▸ **What the task asks**
Please give the data below again in full, exactly as it stands.

Start of Information shown

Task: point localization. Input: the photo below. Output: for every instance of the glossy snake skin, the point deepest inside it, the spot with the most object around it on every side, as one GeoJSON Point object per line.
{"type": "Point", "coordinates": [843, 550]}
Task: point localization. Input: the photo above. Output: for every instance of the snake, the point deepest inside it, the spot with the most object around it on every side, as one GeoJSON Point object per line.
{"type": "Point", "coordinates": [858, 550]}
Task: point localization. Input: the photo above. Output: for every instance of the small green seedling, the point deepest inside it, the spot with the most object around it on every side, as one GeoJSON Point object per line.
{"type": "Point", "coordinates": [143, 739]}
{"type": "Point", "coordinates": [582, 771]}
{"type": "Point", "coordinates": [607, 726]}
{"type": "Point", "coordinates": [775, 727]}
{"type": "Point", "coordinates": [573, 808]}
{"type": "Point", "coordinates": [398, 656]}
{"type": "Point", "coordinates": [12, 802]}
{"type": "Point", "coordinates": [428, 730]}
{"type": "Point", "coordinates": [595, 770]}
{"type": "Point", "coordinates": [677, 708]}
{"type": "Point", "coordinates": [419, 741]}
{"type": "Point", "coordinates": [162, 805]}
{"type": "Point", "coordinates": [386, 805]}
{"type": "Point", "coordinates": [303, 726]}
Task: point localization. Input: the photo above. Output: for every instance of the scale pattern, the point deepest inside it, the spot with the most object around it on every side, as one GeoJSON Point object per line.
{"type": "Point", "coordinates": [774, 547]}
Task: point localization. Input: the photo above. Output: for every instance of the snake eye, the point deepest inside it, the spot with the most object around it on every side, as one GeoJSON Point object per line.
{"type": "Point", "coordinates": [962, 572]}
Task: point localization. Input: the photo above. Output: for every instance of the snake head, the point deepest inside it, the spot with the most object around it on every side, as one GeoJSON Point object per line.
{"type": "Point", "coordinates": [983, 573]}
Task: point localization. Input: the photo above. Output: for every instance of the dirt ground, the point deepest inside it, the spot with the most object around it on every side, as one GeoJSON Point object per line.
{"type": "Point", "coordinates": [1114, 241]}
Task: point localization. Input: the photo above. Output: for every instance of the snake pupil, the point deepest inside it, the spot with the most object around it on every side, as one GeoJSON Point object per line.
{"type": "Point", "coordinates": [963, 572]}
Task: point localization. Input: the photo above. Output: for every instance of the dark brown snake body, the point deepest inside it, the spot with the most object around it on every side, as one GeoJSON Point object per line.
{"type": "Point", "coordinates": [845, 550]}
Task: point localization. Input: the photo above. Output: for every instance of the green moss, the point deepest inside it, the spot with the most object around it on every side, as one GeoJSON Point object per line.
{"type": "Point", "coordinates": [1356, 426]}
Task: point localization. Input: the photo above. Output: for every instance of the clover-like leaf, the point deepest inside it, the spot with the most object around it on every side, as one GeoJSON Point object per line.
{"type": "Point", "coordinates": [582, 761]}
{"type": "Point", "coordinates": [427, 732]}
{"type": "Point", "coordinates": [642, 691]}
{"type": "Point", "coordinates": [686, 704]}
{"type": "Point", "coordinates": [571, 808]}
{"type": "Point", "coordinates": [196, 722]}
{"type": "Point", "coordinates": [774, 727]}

End of Information shown

▸ **Finished task**
Task: point localization. Input: the photo below. Output: for every instance of the glossy snake skin, the point deepest inside it, the spot with the most object around it on every side, as one GeoJSON Point object per line.
{"type": "Point", "coordinates": [843, 550]}
Task: point localization. Input: the photo above. Output: for every instance of the snake, the point deepest inside it, the spot with the most object around it on every side, as one GeoJSON Point object per line.
{"type": "Point", "coordinates": [858, 550]}
Task: point localization. Input: the photo above. Output: for every instance of the small green seedling, the point deepest inside it, the spot with the most object around it on every side, as one GeoJSON Point object per line.
{"type": "Point", "coordinates": [143, 739]}
{"type": "Point", "coordinates": [582, 771]}
{"type": "Point", "coordinates": [607, 726]}
{"type": "Point", "coordinates": [775, 727]}
{"type": "Point", "coordinates": [573, 808]}
{"type": "Point", "coordinates": [398, 656]}
{"type": "Point", "coordinates": [12, 802]}
{"type": "Point", "coordinates": [428, 730]}
{"type": "Point", "coordinates": [595, 770]}
{"type": "Point", "coordinates": [677, 708]}
{"type": "Point", "coordinates": [419, 741]}
{"type": "Point", "coordinates": [162, 805]}
{"type": "Point", "coordinates": [386, 805]}
{"type": "Point", "coordinates": [303, 726]}
Task: point localization. Input: the photo above. Output: for every instance of the scale pattern, the point deepest inside it, the spot with the most object around it on every side, as one GeoJSON Point object per line.
{"type": "Point", "coordinates": [774, 547]}
Task: point localization. Input: the photo above. Output: for every instance of the snake eye, the point deepest inside it, the spot with the most object around it on every side, as one GeoJSON Point object per line.
{"type": "Point", "coordinates": [962, 572]}
Task: point localization. Input: the photo above. Output: for every instance of the snake head, the point deepest inside it, the spot with the most object around it on every side, as one GeoJSON Point object per line.
{"type": "Point", "coordinates": [983, 573]}
Task: point localization. Input: the photo above. Output: for every instance of the dirt ground, the point deepest inside it, the spot with the most object around it on every side, as one GeoJSON Point object per line.
{"type": "Point", "coordinates": [1114, 241]}
Task: point localization. Input: the photo above. Output: for every instance of the snake pupil, the point deepest inside it, the spot with the most object around it on every side, as one GeoJSON Point object per line.
{"type": "Point", "coordinates": [963, 572]}
Task: point localization. Input: the photo above. Output: for every instance of the dark brown snake body, the point deepest inside it, the spot with the most object around it on every side, as one GeoJSON Point object per line.
{"type": "Point", "coordinates": [845, 550]}
Task: point localization. Input: the photo above. Output: for every instance of the green moss, the point deepest inside it, the spot with the most object around it on every side, as one GeoJSON Point object per line.
{"type": "Point", "coordinates": [1356, 426]}
Task: point localization. Input: the photo above. Output: for every instance of the clover-like leaf, the point deepest inside it, the spot with the most object around it on every side, as one GeoJSON Point object per line.
{"type": "Point", "coordinates": [582, 761]}
{"type": "Point", "coordinates": [427, 732]}
{"type": "Point", "coordinates": [642, 691]}
{"type": "Point", "coordinates": [686, 704]}
{"type": "Point", "coordinates": [571, 808]}
{"type": "Point", "coordinates": [196, 722]}
{"type": "Point", "coordinates": [774, 727]}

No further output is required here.